• **DATA RECORDS**
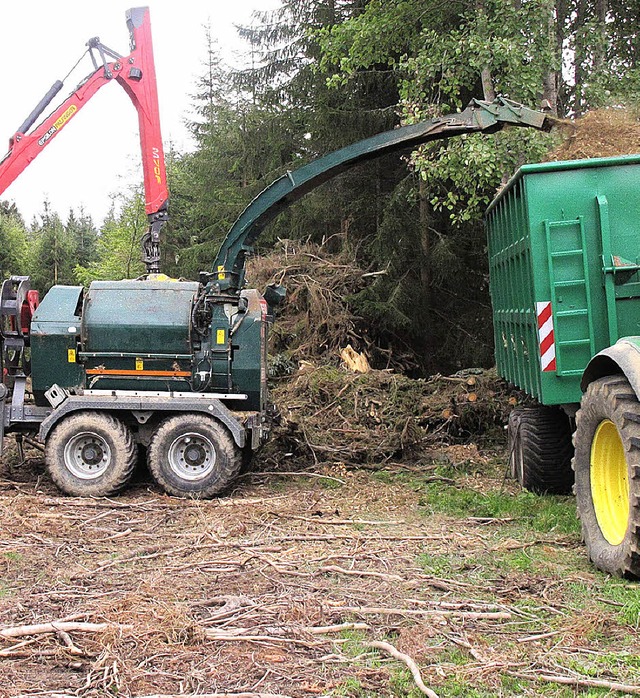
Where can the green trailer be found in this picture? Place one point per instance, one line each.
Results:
(564, 262)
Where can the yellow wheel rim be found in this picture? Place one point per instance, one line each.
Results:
(610, 482)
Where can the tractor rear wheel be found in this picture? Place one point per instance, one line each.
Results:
(607, 470)
(90, 454)
(193, 455)
(540, 449)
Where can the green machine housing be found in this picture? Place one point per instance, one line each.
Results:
(153, 335)
(563, 257)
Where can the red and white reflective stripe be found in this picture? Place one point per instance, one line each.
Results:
(546, 336)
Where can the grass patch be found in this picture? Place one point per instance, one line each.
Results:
(542, 514)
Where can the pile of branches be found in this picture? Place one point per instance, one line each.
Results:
(317, 319)
(601, 133)
(339, 417)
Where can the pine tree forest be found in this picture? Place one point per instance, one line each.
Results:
(320, 74)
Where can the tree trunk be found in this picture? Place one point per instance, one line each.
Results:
(425, 241)
(550, 83)
(579, 58)
(488, 93)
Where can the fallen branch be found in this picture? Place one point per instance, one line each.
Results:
(213, 695)
(322, 629)
(578, 682)
(466, 615)
(406, 659)
(293, 474)
(361, 573)
(338, 522)
(22, 630)
(217, 636)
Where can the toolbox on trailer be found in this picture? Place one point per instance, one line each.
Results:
(563, 259)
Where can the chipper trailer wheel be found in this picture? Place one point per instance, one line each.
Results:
(193, 455)
(90, 454)
(607, 469)
(540, 449)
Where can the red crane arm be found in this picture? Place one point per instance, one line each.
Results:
(136, 74)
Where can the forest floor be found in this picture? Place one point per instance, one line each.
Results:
(284, 586)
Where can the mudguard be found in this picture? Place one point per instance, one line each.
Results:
(622, 357)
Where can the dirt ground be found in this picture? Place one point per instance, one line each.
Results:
(280, 588)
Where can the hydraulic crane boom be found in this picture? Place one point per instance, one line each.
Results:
(136, 74)
(478, 117)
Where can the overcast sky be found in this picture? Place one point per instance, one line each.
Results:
(98, 154)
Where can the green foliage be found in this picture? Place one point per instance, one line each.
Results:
(13, 241)
(51, 253)
(118, 247)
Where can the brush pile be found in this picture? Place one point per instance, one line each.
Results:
(315, 321)
(601, 133)
(334, 416)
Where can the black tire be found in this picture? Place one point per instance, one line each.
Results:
(609, 419)
(90, 454)
(540, 449)
(193, 455)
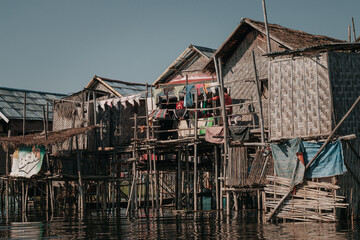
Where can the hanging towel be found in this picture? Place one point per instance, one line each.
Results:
(115, 102)
(214, 134)
(189, 102)
(158, 113)
(286, 162)
(109, 102)
(198, 87)
(239, 133)
(102, 104)
(177, 90)
(209, 123)
(205, 89)
(155, 93)
(330, 161)
(137, 98)
(123, 101)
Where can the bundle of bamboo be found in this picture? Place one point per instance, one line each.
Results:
(312, 201)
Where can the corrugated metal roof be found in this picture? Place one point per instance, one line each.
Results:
(121, 87)
(291, 39)
(183, 61)
(319, 48)
(12, 103)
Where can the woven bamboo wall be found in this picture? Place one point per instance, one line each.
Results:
(239, 74)
(344, 72)
(62, 119)
(299, 102)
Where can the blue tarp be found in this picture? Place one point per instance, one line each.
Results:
(286, 163)
(330, 161)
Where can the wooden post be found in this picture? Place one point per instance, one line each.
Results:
(196, 154)
(316, 155)
(266, 26)
(217, 190)
(147, 178)
(349, 33)
(178, 185)
(81, 192)
(44, 122)
(47, 117)
(24, 115)
(257, 82)
(7, 180)
(354, 29)
(187, 178)
(223, 111)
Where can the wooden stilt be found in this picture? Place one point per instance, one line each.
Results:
(217, 190)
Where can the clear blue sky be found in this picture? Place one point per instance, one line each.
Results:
(59, 45)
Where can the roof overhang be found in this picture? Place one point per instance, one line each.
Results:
(4, 117)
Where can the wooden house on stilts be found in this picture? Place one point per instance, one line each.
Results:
(281, 98)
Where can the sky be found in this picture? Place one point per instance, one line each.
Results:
(59, 45)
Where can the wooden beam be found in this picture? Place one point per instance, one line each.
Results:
(315, 156)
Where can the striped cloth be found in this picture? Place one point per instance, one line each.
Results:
(158, 113)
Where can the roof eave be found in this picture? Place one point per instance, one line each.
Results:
(4, 117)
(169, 69)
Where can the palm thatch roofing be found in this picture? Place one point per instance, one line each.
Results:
(185, 59)
(287, 38)
(40, 139)
(117, 87)
(12, 103)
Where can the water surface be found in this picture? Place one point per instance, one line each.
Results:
(201, 225)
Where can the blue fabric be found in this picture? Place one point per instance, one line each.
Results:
(330, 161)
(188, 101)
(286, 163)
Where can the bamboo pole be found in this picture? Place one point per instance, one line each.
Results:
(349, 33)
(178, 185)
(217, 190)
(24, 115)
(259, 98)
(78, 160)
(315, 156)
(353, 29)
(44, 122)
(266, 26)
(196, 156)
(7, 180)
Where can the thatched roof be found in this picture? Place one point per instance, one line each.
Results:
(39, 139)
(185, 59)
(291, 38)
(287, 38)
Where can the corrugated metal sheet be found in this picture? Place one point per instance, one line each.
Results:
(12, 103)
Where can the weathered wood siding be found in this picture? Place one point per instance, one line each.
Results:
(344, 72)
(299, 97)
(238, 73)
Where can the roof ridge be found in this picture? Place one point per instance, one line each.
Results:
(31, 91)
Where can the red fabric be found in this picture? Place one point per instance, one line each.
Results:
(180, 105)
(228, 101)
(300, 156)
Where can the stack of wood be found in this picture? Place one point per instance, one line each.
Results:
(310, 201)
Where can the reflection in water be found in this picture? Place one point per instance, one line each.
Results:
(202, 225)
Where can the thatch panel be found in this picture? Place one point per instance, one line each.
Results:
(345, 83)
(349, 187)
(240, 78)
(345, 80)
(275, 101)
(237, 167)
(299, 98)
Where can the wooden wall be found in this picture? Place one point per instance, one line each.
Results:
(344, 72)
(238, 72)
(299, 97)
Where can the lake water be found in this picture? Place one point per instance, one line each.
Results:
(202, 225)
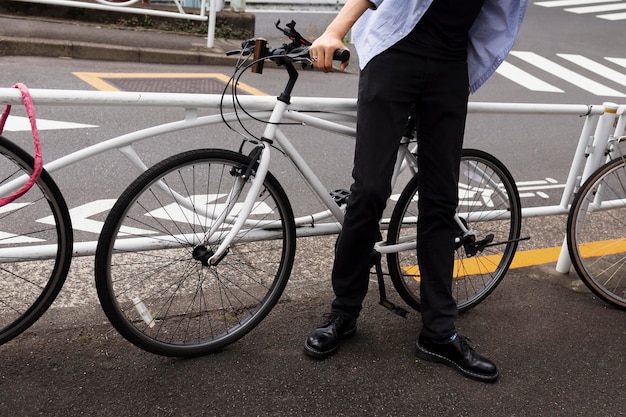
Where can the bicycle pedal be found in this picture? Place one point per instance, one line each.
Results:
(340, 196)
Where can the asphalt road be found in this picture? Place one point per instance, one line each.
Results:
(560, 351)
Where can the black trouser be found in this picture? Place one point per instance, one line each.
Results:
(389, 85)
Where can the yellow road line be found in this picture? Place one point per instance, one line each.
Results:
(98, 79)
(486, 264)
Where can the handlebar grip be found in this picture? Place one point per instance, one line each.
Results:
(342, 55)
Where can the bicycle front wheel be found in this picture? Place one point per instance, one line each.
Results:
(490, 211)
(152, 275)
(596, 238)
(35, 244)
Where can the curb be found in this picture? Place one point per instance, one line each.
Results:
(103, 52)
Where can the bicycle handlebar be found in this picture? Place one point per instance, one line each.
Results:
(296, 51)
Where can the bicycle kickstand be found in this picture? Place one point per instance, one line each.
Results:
(381, 288)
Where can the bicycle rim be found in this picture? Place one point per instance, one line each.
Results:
(35, 245)
(151, 273)
(595, 233)
(488, 205)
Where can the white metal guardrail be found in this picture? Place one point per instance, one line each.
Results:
(602, 123)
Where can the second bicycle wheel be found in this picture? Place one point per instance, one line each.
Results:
(35, 244)
(152, 274)
(596, 232)
(489, 207)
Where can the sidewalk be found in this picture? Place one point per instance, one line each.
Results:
(41, 36)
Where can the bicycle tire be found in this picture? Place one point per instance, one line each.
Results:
(475, 277)
(595, 234)
(29, 287)
(194, 309)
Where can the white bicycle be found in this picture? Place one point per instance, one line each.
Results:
(199, 248)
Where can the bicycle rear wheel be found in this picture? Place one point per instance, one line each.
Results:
(35, 244)
(489, 206)
(596, 229)
(152, 275)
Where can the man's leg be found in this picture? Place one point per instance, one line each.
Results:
(383, 109)
(443, 110)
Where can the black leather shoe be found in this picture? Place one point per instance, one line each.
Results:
(458, 355)
(324, 340)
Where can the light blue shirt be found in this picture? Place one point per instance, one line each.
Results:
(491, 37)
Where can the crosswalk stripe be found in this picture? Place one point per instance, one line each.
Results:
(568, 3)
(525, 79)
(566, 74)
(614, 16)
(597, 9)
(618, 61)
(596, 67)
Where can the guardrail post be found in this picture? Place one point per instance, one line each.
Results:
(594, 153)
(238, 6)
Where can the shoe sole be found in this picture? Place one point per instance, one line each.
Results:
(427, 355)
(320, 354)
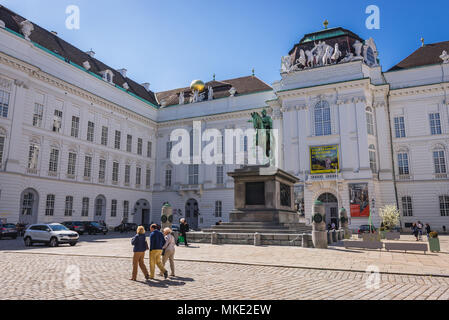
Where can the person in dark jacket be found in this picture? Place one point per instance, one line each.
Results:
(140, 246)
(157, 241)
(183, 228)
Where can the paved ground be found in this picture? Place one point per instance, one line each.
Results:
(103, 266)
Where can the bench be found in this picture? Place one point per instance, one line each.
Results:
(363, 244)
(406, 246)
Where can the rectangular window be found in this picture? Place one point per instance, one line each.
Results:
(102, 170)
(68, 206)
(38, 114)
(54, 156)
(118, 136)
(71, 166)
(114, 208)
(127, 174)
(444, 205)
(399, 127)
(50, 205)
(148, 179)
(138, 175)
(219, 174)
(104, 135)
(193, 173)
(87, 166)
(90, 131)
(85, 208)
(139, 146)
(129, 142)
(4, 103)
(149, 147)
(435, 123)
(115, 172)
(75, 126)
(403, 163)
(407, 209)
(57, 121)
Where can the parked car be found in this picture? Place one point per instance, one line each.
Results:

• **WHAT NEEDS TO BE DONE**
How many lines of the listing above contain the string "water"? Respond with the number and no other text.

• **ANSWER SPACE**
3